The current draft continues to allow arbitration claims that effectively block state action against climate change. | Photo:

New ECT could give teeth to Paris Agreement, but also continue fossil fuel protection

The energy charter’s modernisation process aims to fix clauses that could deter climate action or make it more expensive, but problematic provisions such as ISDS remain, which could continue to make climate action illegal across countries

On June 24, negotiations aimed at modernising the Energy Charter Treaty (ECT) drew to a close with an in-principle agreement. Signed into law in 1994, the treaty protects foreign investments in the energy sector. It covers more than 50 countries, mostly in Europe. 

In recent times, the fossil fuel industry has used investor-state dispute settlement (ISDS) mechanisms in ECT to argue in favour of securing their investments and profits against climate regulations. ISDS provisions allow foreign investors to bring direct claims against states in international arbitration tribunals, effectively making climate action illegal across countries. More specifically, ISDS provisions of ECT call for “fair and equitable treatment” of investors and “payment of prompt, adequate and effective compensation” in cases where governments take over their assets—clauses that could both deter climate action and make them more expensive. This is what the modernisation process aims to fix.

According to the European Commission, once the in-principle agreement is ratified and approved, it could facilitate “sustainable investments in the energy sector” by excluding protections for the fossil fuel industry in line with obligations under the Paris Agreement. The text is up for formal adoption at a conference scheduled to be held in November 2022 before which contracting parties have an option to raise objections.

* _GIVEN DATA_
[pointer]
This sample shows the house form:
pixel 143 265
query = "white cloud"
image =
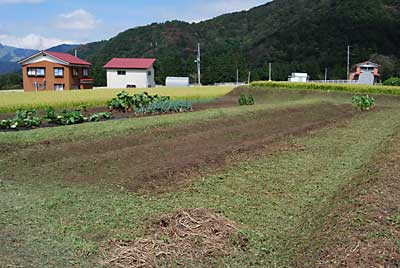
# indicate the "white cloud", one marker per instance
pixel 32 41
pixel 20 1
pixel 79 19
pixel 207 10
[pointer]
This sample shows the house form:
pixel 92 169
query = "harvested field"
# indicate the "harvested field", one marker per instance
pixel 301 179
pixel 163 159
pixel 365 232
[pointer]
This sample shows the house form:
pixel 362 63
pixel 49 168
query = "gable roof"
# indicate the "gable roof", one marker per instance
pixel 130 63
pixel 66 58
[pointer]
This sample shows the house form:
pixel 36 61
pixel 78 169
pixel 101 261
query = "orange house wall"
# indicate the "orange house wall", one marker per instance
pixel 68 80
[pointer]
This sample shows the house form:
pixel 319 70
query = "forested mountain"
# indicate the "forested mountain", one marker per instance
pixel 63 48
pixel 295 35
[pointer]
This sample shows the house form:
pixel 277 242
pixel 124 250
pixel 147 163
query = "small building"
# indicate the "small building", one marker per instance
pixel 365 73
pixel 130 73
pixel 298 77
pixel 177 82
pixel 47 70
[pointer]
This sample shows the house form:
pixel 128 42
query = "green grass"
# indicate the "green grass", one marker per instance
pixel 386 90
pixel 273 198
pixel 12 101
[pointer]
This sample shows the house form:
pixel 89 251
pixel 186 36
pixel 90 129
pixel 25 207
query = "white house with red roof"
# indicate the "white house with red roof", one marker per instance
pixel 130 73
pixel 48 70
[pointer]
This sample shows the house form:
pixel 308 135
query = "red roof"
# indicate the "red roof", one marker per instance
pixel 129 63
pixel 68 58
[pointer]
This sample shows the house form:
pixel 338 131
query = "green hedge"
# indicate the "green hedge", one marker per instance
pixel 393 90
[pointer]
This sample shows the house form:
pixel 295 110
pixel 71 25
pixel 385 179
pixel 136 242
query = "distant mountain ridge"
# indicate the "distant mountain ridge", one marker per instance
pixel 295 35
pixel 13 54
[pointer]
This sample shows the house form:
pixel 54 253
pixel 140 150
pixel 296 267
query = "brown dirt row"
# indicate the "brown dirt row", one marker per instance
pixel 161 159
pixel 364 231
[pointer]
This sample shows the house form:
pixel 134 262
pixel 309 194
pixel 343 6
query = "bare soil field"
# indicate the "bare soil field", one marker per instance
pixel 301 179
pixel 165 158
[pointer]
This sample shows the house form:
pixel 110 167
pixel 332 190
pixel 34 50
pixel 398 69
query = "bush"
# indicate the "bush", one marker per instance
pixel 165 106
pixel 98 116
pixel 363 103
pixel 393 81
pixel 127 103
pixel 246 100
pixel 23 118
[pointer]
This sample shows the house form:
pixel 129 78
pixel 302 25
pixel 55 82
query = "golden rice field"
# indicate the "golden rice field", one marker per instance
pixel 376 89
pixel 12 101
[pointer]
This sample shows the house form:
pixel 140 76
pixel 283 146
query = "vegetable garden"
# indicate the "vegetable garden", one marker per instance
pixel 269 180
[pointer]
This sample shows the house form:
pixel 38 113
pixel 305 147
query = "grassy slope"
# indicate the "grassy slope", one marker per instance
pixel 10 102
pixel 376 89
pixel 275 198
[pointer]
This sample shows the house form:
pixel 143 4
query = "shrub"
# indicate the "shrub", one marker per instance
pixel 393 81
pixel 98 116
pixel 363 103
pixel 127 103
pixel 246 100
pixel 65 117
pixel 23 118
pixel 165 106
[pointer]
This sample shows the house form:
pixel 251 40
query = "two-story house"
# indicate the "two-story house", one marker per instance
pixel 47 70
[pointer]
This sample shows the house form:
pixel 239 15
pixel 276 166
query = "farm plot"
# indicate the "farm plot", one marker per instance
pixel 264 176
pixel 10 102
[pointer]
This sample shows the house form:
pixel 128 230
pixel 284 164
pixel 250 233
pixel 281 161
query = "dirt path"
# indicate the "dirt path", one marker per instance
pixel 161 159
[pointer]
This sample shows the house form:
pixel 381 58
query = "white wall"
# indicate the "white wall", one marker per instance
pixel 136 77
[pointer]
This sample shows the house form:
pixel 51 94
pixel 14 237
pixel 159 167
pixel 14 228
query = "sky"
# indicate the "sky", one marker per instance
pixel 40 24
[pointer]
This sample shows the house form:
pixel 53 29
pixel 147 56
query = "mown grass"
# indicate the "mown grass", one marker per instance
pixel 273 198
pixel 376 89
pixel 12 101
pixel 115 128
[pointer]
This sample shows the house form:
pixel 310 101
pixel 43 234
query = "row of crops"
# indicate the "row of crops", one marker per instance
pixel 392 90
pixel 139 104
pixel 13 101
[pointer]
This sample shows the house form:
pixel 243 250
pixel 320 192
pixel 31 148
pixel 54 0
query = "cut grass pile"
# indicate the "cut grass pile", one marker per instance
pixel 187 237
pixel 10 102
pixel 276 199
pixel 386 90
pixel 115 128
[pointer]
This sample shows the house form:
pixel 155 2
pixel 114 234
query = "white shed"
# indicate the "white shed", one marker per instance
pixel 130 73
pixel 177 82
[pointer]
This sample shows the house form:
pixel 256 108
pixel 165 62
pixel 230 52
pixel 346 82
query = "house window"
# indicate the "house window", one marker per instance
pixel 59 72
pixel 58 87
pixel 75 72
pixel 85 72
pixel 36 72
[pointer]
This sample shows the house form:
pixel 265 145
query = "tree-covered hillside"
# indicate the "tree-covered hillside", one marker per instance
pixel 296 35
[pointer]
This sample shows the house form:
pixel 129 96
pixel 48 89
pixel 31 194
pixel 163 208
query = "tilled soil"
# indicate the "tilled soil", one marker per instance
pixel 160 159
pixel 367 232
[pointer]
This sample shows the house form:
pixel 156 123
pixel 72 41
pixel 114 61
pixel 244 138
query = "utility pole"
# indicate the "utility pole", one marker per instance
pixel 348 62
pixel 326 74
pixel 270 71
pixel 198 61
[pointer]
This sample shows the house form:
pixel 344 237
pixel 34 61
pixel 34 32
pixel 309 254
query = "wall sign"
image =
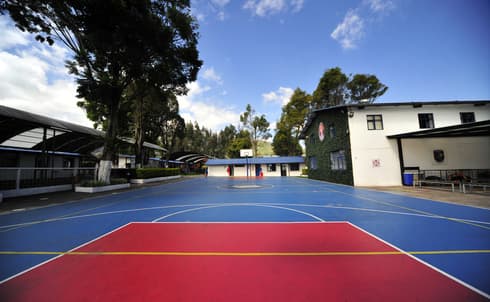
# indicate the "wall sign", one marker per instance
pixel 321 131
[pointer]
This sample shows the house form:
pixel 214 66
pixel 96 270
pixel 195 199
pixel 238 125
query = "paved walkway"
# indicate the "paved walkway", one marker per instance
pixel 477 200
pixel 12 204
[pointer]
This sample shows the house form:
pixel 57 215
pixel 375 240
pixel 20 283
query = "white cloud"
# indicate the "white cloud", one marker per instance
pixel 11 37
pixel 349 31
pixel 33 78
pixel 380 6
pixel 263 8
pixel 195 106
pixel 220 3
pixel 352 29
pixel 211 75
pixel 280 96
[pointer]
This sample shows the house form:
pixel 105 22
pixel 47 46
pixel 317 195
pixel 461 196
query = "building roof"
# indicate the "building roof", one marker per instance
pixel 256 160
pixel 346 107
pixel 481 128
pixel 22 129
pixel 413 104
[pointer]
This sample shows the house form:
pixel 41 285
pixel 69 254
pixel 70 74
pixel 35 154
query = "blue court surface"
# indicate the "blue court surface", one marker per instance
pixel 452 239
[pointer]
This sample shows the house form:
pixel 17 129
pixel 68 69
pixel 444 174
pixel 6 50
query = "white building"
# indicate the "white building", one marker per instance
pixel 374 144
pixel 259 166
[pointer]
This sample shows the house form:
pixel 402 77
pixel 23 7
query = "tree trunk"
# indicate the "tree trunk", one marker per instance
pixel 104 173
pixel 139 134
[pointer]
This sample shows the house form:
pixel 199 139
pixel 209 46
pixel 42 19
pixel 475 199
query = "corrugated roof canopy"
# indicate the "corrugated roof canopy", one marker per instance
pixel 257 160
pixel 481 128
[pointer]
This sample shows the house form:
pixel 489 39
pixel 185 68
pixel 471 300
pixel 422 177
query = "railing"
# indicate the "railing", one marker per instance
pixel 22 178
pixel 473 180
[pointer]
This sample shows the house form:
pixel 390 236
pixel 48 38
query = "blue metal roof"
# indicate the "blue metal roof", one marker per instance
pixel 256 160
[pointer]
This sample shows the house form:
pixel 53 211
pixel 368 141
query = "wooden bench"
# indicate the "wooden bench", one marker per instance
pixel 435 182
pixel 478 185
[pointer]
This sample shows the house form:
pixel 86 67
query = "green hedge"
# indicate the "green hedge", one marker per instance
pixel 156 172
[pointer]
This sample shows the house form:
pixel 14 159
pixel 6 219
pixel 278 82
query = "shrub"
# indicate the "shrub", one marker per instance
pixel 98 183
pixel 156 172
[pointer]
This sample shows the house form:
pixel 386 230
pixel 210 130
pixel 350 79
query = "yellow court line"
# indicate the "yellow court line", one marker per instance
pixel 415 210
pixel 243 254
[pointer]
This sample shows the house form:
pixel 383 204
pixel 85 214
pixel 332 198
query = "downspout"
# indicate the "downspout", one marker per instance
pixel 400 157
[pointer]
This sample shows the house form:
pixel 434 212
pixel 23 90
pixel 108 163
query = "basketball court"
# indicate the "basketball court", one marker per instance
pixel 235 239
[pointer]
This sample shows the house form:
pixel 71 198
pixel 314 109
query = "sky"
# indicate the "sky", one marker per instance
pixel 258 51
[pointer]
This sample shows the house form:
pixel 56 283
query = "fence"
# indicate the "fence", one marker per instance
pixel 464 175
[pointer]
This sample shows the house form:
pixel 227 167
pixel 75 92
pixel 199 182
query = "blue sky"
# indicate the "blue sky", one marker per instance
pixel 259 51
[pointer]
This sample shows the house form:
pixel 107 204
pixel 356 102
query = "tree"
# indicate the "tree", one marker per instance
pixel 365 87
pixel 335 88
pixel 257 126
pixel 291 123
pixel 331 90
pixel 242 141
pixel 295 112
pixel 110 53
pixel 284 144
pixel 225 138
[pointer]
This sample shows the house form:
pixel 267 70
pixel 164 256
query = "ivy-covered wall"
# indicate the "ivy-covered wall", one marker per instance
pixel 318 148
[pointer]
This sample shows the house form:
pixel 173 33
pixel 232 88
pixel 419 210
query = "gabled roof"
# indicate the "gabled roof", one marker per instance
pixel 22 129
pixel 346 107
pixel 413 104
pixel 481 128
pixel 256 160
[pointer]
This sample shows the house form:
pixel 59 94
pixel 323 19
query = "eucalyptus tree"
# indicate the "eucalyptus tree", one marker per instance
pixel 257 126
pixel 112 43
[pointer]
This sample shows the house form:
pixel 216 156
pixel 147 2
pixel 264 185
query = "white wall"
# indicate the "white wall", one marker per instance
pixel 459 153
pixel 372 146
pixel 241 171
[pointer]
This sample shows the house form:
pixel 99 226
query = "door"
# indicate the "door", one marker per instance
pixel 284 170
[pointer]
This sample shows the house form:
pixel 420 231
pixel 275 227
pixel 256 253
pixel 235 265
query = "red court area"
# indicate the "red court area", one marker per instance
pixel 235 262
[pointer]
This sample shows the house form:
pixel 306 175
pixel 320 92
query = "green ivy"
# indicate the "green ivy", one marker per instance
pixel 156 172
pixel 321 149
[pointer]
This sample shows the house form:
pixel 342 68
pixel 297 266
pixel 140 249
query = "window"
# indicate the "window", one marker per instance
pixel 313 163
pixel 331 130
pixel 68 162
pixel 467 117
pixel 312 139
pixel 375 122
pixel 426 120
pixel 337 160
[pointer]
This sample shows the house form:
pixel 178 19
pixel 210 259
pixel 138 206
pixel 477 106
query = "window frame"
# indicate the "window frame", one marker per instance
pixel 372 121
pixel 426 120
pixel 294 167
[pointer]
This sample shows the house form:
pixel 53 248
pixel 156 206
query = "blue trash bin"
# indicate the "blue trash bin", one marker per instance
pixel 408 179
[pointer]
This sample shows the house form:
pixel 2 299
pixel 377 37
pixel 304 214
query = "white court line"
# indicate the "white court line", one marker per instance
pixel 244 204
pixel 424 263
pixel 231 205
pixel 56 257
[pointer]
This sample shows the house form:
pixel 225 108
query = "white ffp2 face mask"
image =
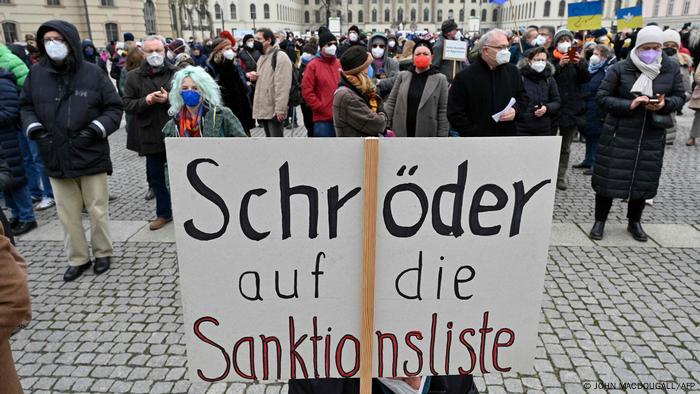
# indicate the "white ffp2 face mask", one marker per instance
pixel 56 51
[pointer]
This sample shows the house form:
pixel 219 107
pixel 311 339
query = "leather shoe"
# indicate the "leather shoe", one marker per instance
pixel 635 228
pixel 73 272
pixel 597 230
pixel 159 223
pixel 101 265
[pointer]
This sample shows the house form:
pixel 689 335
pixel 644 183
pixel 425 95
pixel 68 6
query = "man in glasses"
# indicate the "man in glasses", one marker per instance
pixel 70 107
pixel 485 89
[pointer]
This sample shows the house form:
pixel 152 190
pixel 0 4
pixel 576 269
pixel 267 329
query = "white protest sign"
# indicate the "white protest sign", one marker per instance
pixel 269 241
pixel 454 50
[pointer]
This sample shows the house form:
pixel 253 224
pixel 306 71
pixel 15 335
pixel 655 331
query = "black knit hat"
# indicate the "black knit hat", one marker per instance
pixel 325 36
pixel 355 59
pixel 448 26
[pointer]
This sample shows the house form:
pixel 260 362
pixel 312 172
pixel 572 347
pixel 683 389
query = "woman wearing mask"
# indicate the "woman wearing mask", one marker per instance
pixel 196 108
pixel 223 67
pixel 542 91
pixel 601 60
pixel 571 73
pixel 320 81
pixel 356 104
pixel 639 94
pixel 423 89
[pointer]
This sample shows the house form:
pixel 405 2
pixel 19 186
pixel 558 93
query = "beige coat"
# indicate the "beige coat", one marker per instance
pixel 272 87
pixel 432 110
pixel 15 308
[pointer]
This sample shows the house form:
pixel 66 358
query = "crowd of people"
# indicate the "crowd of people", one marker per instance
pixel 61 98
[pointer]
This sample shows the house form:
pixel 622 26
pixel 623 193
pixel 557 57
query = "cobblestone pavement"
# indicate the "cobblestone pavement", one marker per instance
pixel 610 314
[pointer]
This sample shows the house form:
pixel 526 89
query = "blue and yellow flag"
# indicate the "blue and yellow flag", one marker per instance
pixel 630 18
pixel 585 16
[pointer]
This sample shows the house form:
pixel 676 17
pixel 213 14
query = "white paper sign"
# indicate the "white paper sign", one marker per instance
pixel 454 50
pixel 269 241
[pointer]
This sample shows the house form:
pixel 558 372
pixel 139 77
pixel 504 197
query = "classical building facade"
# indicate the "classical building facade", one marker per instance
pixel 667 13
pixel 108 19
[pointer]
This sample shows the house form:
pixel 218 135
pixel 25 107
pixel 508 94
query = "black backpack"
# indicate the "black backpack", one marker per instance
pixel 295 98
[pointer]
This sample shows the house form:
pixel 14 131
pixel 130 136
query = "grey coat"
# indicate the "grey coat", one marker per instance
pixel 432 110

* _EXERCISES TO COMPLETE_
a - Based on the Energy Charter Treaty article, decide whether each statement agrees with it: (i) the treaty was signed into law in 1994; (ii) the treaty covers fewer than 50 countries; (iii) formal adoption of the text is scheduled for a conference in November 2022. For each, answer yes or no and quote the words that decide it.
b - List every phrase that the Energy Charter Treaty article places in quotation marks.
c - Reproduce the part of the Energy Charter Treaty article between "According to the" and "to raise objections.", inclusive.

* _ANSWER SET_
a -
(i) Yes: "Signed into law in 1994, the treaty protects foreign investments in the energy sector."
(ii) No: "It covers more than 50 countries, mostly in Europe."
(iii) Yes: "The text is up for formal adoption at a conference scheduled to be held in November 2022"

b -
- "fair and equitable treatment"
- "payment of prompt, adequate and effective compensation"
- "sustainable investments in the energy sector"

c -
According to the European Commission, once the in-principle agreement is ratified and approved, it could facilitate “sustainable investments in the energy sector” by excluding protections for the fossil fuel industry in line with obligations under the Paris Agreement. The text is up for formal adoption at a conference scheduled to be held in November 2022 before which contracting parties have an option to raise objections.